**The exercise**.
Rewrite the listing, from its start through the line containing "[0,0,626,236]", as a two-column CSV with the header names input and output. Give one row per entry, with its text under input and its answer under output, each in a single quoted field with line breaks replaced by spaces.

**Supplied records**.
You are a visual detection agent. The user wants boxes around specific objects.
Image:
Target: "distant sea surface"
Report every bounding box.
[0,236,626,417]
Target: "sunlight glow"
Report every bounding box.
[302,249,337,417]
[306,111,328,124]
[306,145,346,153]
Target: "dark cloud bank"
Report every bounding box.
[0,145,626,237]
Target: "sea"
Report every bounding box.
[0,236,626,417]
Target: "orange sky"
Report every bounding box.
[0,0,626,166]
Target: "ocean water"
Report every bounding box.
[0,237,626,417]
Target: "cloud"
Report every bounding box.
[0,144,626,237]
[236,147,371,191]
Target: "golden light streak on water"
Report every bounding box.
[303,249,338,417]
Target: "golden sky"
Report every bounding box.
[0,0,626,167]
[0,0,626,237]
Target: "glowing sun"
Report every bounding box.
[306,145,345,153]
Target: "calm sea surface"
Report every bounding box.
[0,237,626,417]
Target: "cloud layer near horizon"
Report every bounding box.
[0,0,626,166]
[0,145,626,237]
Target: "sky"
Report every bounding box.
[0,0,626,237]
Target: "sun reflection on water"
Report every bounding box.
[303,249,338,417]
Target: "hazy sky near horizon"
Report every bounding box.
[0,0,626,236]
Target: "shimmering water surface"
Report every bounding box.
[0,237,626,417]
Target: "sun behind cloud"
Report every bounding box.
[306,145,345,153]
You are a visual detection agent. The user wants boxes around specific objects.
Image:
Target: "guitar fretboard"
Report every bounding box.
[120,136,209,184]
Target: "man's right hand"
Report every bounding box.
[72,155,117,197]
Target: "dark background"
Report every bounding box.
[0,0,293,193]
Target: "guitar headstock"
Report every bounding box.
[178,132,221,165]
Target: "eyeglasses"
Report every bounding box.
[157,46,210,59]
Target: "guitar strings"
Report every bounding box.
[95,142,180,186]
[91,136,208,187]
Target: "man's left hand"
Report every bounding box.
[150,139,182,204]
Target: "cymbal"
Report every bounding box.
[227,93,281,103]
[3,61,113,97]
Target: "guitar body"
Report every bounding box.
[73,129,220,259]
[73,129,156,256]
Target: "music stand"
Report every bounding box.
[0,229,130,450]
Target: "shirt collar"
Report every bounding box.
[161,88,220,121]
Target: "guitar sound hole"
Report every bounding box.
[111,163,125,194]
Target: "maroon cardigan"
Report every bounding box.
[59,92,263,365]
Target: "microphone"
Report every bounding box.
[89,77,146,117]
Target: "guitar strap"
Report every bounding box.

**Task result**.
input,output
"You are a visual detection agent. The user wants boxes around specific objects. Image: Target: ""distant sea surface"" Report every bounding box.","[0,236,626,417]"
"Target: ""sunlight glow"" Report every bounding box.","[302,249,337,417] [306,111,328,124] [306,145,346,153]"
"Target: ""dark cloud bank"" Report every bounding box.","[0,145,626,237]"
"Target: ""sea"" Report every bounding box.","[0,236,626,417]"
"Target: ""orange sky"" Report every bounding box.","[0,0,626,166]"
"Target: ""ocean water"" Report every bounding box.","[0,237,626,417]"
"Target: ""cloud"" Report every bounding box.","[0,144,626,237] [236,147,371,191]"
"Target: ""golden light streak on water"" Report every bounding box.","[303,249,338,417]"
"Target: ""golden sky"" Report every bounding box.","[0,0,626,167] [0,0,626,237]"
"Target: ""glowing sun"" Report every bounding box.","[306,145,345,153]"
"Target: ""calm sea surface"" Report every bounding box.","[0,237,626,417]"
"Target: ""cloud layer near horizon"" Report every bounding box.","[0,0,626,166] [0,145,626,237]"
"Target: ""sky"" Report every bounding box.","[0,0,626,237]"
"Target: ""sun reflection on water"" Report every bounding box.","[303,249,338,417]"
"Target: ""hazy sky near horizon"" Report every bounding box.","[0,0,626,236]"